### TEXTO DE LEITURA

+===+

O conceito de circularidade ainda não está totalmente integrado às práticas e políticas das empresas. É fundamental disseminar e ampliar o entendimento sobre a circularidade entre o público em geral, para que a circularidade na construção se torne uma realidade concreta.

Conclusão: ampliando a economia circular na construção, para um futuro sustentável

A adoção generalizada da economia circular no setor de construção é mais do que uma escolha; é uma necessidade urgente com potencial transformador. Essa mudança representa uma oportunidade real para as empresas e, ao mesmo tempo, oferece benefícios significativos para o meio ambiente.

O Movimento Circular merece um destaque especial. Trata-se de uma iniciativa multissetorial brasileira que reúne pessoas e organizações comprometidas em disseminar os princípios da Economia Circular. O Movimento Circular transcendeu as fronteiras da América Latina e está ganhando reconhecimento global. Suas ações concentram-se na educação e na cultura, incentivando o desenvolvimento sustentável de novos processos, produtos e atitudes. O objetivo é construir uma sociedade livre de desperdícios e resíduos, onde cada recurso seja valorizado e reintegrado ao ciclo produtivo. Ao abraçarmos o Movimento Circular, estamos construindo um futuro mais resiliente e alinhado com os princípios da sustentabilidade.

No website do Movimento Circular, encontramos um infográfico fascinante sobre Cidades do Futuro. Essas cidades têm uma visão ousada: transformar cada ação, escolha e resíduo em uma nova oportunidade, como notas em uma sinfonia de circularidade. Na Economia Circular, essa visão ganha vida.

O infográfico destaca a Construção Modular, como um modelo adequado à Economia Circular nas cidades do futuro. Trata-se um modelo construtivo mais lógico e inteligente. Os módulos podem ser desmontados, ampliados e reduzidos conforme necessário. Essa abordagem não apenas otimiza o uso de recursos, mas também permite flexibilidade na adaptação dos edifícios ao longo do tempo. Imagine edifícios que crescem e se transformam, conforme as necessidades da comunidade.

+===+

### ITENS FORNECIDOS
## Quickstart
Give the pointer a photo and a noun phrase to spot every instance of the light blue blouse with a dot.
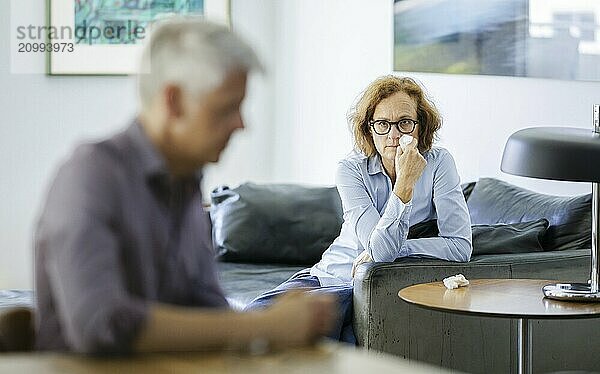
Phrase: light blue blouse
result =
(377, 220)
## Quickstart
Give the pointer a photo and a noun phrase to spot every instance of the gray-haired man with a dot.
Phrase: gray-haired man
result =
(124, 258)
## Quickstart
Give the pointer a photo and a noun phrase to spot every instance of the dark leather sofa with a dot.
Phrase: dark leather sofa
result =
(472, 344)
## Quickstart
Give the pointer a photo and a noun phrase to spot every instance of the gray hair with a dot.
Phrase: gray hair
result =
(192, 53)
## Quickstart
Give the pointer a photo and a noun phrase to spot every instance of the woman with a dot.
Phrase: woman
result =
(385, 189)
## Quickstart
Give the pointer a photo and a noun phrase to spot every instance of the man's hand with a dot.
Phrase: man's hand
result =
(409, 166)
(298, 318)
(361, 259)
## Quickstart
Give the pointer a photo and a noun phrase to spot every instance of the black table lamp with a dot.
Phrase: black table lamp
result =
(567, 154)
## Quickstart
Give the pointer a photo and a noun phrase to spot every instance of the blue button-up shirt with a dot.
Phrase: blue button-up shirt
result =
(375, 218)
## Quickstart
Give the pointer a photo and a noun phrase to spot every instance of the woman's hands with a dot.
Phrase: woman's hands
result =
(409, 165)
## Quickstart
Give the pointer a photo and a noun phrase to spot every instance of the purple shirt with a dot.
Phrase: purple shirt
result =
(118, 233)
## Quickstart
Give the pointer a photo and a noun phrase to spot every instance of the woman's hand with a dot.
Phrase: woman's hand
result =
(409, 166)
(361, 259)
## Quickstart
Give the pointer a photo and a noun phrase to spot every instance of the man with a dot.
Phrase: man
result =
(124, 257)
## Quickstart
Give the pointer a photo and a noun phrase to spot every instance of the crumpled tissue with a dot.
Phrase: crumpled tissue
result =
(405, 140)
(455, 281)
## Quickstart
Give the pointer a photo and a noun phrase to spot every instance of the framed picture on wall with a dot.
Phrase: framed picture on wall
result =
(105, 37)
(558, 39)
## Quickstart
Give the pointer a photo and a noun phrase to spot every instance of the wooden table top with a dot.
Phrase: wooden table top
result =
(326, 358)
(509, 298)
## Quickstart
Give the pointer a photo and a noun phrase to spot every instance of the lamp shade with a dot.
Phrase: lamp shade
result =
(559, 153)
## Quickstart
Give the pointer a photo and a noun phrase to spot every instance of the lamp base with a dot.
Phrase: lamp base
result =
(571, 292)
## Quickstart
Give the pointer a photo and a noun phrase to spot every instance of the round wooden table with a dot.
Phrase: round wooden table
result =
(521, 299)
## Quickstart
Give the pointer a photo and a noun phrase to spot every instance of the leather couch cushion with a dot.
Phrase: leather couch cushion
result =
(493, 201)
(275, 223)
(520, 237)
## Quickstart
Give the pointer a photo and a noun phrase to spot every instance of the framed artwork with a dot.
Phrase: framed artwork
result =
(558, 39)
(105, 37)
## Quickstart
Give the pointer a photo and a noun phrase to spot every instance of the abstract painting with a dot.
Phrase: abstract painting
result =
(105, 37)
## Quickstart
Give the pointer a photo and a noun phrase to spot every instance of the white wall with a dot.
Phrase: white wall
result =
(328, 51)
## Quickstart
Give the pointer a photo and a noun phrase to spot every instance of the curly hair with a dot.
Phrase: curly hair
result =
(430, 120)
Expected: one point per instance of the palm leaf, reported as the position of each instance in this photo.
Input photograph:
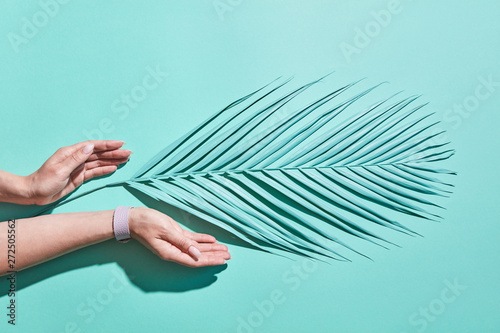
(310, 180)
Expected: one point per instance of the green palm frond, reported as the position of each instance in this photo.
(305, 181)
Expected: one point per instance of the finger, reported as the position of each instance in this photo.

+===+

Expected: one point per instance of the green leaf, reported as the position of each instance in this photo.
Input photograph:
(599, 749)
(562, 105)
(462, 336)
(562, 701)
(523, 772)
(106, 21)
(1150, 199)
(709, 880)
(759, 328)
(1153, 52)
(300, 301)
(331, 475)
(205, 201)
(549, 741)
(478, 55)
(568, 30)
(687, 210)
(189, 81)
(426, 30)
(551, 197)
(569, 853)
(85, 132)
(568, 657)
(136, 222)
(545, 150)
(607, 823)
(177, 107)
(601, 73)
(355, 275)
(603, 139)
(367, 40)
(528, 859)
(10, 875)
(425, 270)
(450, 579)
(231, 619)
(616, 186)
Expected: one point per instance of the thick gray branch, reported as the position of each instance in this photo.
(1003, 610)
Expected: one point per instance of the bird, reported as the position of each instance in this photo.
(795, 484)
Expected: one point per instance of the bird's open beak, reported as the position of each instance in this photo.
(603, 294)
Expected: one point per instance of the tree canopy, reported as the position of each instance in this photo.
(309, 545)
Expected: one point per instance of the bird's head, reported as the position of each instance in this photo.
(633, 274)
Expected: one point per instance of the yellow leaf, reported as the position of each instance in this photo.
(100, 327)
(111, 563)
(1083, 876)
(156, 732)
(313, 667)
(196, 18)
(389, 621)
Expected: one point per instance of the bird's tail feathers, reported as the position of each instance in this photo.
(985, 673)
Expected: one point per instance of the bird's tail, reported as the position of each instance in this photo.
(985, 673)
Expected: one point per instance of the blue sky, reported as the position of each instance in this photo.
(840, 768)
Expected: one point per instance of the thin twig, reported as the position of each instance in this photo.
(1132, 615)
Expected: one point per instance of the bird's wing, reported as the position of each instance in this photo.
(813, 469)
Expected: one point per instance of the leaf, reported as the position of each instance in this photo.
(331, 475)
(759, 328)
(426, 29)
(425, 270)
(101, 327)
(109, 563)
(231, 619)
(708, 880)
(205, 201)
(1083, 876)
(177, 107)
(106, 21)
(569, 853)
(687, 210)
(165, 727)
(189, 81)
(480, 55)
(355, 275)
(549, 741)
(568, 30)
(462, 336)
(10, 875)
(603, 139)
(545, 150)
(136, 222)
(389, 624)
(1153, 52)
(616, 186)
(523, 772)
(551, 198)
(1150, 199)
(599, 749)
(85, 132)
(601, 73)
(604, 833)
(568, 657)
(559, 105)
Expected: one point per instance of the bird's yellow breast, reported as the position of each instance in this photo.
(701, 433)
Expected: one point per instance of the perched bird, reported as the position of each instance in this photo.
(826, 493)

+===+

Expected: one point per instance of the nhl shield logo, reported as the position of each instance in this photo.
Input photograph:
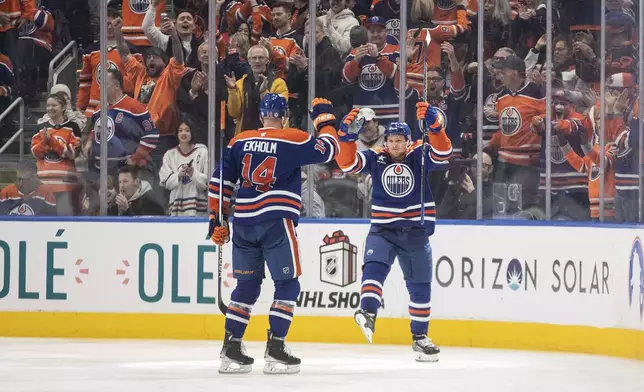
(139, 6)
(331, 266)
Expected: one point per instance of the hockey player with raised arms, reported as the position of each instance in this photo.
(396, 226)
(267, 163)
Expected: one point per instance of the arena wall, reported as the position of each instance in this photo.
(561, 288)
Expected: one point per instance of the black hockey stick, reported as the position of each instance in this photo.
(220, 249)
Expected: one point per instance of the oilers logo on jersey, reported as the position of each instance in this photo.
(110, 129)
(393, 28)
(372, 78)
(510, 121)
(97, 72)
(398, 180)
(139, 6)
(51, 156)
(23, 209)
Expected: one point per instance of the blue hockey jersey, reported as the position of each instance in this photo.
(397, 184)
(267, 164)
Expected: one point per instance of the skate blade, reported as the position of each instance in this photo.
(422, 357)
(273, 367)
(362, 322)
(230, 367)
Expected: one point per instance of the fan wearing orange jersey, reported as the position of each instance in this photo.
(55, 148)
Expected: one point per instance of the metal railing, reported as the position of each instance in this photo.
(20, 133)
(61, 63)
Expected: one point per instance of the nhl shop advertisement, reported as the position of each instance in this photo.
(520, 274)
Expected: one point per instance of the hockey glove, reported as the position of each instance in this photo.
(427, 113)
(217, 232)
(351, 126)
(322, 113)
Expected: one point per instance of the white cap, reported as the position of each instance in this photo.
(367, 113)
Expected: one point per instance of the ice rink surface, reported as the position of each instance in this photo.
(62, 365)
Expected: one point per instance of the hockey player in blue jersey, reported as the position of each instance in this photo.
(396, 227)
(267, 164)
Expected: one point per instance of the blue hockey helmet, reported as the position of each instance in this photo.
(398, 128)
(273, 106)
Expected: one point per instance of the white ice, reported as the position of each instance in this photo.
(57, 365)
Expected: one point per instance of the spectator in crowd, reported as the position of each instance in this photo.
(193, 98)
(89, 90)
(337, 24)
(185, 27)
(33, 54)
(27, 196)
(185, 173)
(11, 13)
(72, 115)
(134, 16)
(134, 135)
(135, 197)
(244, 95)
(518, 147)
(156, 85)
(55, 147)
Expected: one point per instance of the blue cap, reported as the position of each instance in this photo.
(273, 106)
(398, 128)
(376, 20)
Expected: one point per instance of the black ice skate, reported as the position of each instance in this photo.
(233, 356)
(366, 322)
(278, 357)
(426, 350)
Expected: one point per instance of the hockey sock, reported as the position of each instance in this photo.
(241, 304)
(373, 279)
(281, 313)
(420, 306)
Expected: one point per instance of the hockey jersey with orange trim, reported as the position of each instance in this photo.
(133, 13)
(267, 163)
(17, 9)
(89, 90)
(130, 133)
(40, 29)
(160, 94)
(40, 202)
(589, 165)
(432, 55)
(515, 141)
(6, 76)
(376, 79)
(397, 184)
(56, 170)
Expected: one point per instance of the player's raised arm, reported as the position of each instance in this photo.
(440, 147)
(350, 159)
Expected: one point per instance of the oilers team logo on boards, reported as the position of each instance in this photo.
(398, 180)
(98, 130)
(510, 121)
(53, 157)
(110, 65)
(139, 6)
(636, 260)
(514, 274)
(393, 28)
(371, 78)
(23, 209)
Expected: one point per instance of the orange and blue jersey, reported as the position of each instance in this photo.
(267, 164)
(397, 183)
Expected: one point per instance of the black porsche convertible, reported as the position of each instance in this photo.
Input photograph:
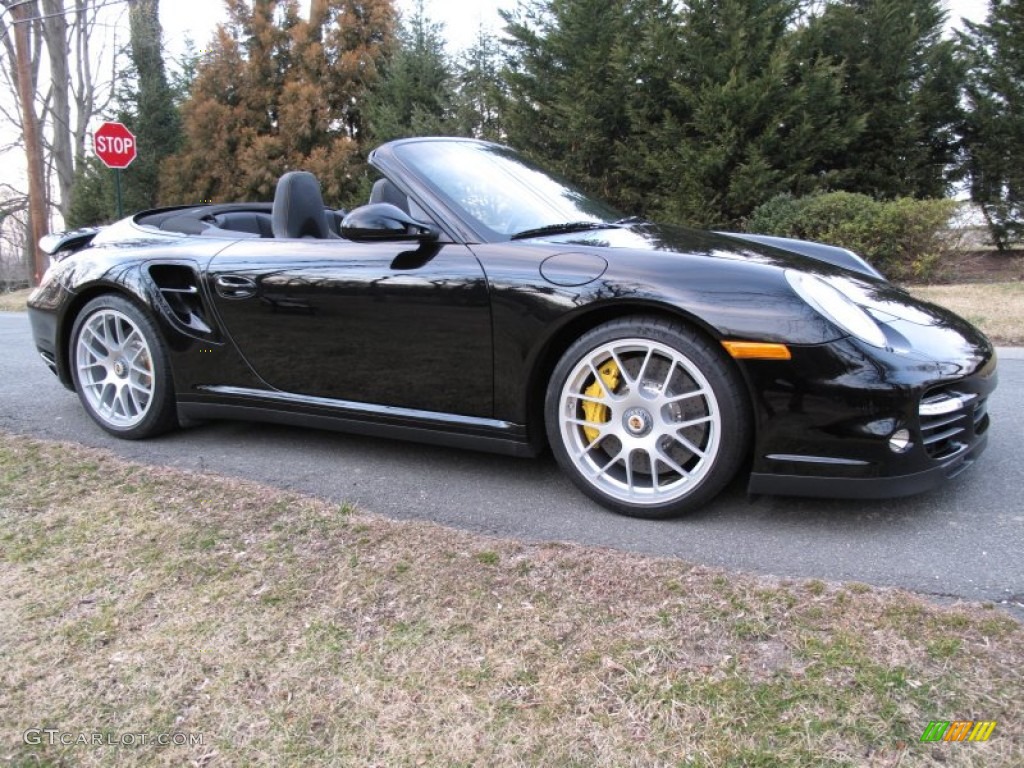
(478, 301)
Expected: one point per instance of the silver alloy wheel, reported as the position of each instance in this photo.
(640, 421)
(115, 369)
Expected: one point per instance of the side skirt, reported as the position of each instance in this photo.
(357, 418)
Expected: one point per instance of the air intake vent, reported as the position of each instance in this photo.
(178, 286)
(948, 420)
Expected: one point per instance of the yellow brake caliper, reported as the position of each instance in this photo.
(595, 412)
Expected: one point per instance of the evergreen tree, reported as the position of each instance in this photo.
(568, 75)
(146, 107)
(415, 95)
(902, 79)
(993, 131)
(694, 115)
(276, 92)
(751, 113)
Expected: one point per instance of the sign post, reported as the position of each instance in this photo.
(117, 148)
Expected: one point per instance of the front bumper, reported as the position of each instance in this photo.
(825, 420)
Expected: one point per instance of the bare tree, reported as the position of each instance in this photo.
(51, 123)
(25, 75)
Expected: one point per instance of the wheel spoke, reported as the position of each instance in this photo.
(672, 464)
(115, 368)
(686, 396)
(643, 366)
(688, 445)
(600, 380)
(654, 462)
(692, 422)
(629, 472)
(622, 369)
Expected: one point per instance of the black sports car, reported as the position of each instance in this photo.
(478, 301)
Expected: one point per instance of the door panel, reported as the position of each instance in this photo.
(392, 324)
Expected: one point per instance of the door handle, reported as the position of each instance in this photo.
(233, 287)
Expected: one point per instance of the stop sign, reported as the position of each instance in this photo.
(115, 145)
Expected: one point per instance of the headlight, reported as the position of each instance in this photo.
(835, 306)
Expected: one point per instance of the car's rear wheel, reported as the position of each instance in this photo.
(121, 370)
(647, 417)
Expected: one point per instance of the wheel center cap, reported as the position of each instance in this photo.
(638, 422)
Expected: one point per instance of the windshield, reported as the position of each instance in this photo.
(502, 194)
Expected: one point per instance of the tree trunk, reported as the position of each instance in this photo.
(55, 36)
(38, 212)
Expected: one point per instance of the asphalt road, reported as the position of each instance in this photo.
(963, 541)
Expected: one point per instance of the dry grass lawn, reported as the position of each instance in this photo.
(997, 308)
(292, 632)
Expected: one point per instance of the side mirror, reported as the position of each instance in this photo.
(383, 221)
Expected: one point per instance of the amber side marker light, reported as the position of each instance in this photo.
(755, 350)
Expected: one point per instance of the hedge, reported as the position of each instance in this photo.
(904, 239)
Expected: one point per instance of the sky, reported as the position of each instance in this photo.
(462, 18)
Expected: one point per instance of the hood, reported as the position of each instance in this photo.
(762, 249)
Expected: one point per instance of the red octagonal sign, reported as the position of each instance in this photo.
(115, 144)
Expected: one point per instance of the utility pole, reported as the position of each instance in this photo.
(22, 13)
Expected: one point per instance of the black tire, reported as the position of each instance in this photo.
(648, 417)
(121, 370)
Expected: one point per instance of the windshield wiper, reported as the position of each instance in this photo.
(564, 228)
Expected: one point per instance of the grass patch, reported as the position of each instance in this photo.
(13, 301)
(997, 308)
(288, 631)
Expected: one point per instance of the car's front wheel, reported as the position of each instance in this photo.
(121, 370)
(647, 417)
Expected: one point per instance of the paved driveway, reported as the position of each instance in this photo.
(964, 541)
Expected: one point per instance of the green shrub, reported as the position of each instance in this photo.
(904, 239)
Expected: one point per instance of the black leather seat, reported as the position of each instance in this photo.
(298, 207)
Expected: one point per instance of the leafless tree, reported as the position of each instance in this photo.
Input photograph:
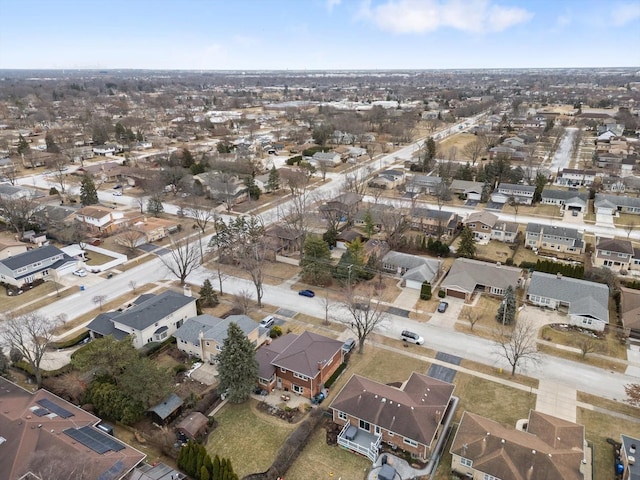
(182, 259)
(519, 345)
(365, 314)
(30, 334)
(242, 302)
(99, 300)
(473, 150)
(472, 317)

+===+

### LISTA DE TAREFAS
a) No texto sobre economia circular na construção, em que se concentram as ações do Movimento Circular?
b) Reproduza do texto sobre economia circular na construção o trecho que começa em "No website do" e vai até "necessidades da comunidade.", incluindo essas palavras finais.

### RESPOSTAS ESPERADAS
a) Na educação e na cultura.

b)
No website do Movimento Circular, encontramos um infográfico fascinante sobre Cidades do Futuro. Essas cidades têm uma visão ousada: transformar cada ação, escolha e resíduo em uma nova oportunidade, como notas em uma sinfonia de circularidade. Na Economia Circular, essa visão ganha vida.

O infográfico destaca a Construção Modular, como um modelo adequado à Economia Circular nas cidades do futuro. Trata-se um modelo construtivo mais lógico e inteligente. Os módulos podem ser desmontados, ampliados e reduzidos conforme necessário. Essa abordagem não apenas otimiza o uso de recursos, mas também permite flexibilidade na adaptação dos edifícios ao longo do tempo. Imagine edifícios que crescem e se transformam, conforme as necessidades da comunidade.